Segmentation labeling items
** start **

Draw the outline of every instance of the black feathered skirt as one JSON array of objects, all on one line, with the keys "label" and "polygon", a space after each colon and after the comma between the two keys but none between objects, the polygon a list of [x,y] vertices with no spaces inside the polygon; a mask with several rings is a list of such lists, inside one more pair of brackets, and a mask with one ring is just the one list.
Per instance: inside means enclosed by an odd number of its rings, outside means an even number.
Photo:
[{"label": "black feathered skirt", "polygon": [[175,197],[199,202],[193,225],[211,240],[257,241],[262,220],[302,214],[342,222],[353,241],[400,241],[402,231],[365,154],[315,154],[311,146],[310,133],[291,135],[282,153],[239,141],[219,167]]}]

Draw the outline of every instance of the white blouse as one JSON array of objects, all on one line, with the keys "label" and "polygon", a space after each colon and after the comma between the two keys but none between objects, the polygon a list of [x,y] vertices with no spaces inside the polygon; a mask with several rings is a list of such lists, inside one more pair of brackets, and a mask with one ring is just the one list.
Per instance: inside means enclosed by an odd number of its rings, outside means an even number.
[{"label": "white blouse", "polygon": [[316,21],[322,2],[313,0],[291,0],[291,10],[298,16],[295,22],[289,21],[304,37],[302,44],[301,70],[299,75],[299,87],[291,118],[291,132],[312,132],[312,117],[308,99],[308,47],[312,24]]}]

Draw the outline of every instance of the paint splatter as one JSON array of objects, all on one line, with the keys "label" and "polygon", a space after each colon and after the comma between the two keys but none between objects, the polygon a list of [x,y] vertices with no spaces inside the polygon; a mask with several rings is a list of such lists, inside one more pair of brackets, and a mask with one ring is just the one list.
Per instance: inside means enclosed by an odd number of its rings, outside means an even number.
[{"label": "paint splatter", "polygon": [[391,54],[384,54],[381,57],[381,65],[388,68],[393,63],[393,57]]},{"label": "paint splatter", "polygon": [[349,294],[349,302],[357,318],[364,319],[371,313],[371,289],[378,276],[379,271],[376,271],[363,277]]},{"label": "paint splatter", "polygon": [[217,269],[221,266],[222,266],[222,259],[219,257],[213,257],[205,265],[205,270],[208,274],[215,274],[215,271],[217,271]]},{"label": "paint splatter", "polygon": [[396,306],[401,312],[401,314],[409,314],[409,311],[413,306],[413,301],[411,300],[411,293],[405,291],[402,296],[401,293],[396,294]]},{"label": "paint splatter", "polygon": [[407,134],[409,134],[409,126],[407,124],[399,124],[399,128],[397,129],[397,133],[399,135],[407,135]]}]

** end **

**Do this**
Output every line of the material above exactly as it appears, with no changes.

**Written solution**
Draw the outline of every instance of the black feathered skirt as one JSON array of objects, all on one line, with the keys "label" and "polygon", a space after each colon and after the comma between the two keys but none between objects, the polygon a list of [x,y] vertices with no spaces inside the polygon; a mask with several rings is a list of such lists, inside one more pair of brackets, and a mask with one ring is just the one list.
Per instance: inside means enclosed by an odd number of its rings, outside means an even number.
Photo:
[{"label": "black feathered skirt", "polygon": [[175,197],[199,202],[193,225],[211,240],[257,241],[262,220],[302,214],[342,222],[353,241],[400,241],[402,231],[365,154],[315,154],[311,146],[310,133],[291,135],[282,153],[239,141],[219,167]]}]

Draw the outline of every instance of the white blouse as one JSON array of objects, all on one line, with the keys "label" and "polygon", a space after each colon and after the comma between the two keys but none between objects, the polygon a list of [x,y] vertices with no spaces inside the polygon; a mask with several rings is a list of such lists, inside one more pair of brackets, and a mask with one ring is just the one list.
Per instance: inside means enclosed by an odd number of its rings, outside means an even number.
[{"label": "white blouse", "polygon": [[316,21],[322,2],[313,0],[291,0],[291,10],[298,16],[295,22],[289,21],[304,37],[302,44],[301,70],[299,75],[299,87],[291,118],[291,132],[312,132],[312,117],[308,99],[308,47],[312,24]]}]

Draw the outline of every instance of the paint splatter as one JSON array of objects, all on one line, with the keys "label" and "polygon", a space after each colon and after the comma between the two keys but none between objects, the polygon a list of [x,y] vertices with no spaces inside the polygon; a mask with several rings is a list of such lists, inside one more pair of brackets, and a mask with one ring is just the one list.
Per instance: inside means enclosed by an odd number of its rings, outside means an even number.
[{"label": "paint splatter", "polygon": [[391,54],[384,54],[381,57],[381,65],[388,68],[393,63],[393,57]]},{"label": "paint splatter", "polygon": [[349,294],[349,302],[357,318],[364,319],[371,313],[371,289],[378,276],[379,271],[376,271],[363,277]]},{"label": "paint splatter", "polygon": [[217,269],[221,266],[222,266],[222,259],[219,257],[213,257],[205,265],[205,270],[208,274],[215,274],[215,271],[217,271]]},{"label": "paint splatter", "polygon": [[396,306],[401,312],[401,314],[409,314],[409,311],[413,306],[413,301],[411,300],[411,293],[405,291],[402,296],[401,293],[396,294]]},{"label": "paint splatter", "polygon": [[407,134],[409,134],[409,126],[407,124],[399,124],[399,128],[397,129],[397,133],[399,135],[407,135]]}]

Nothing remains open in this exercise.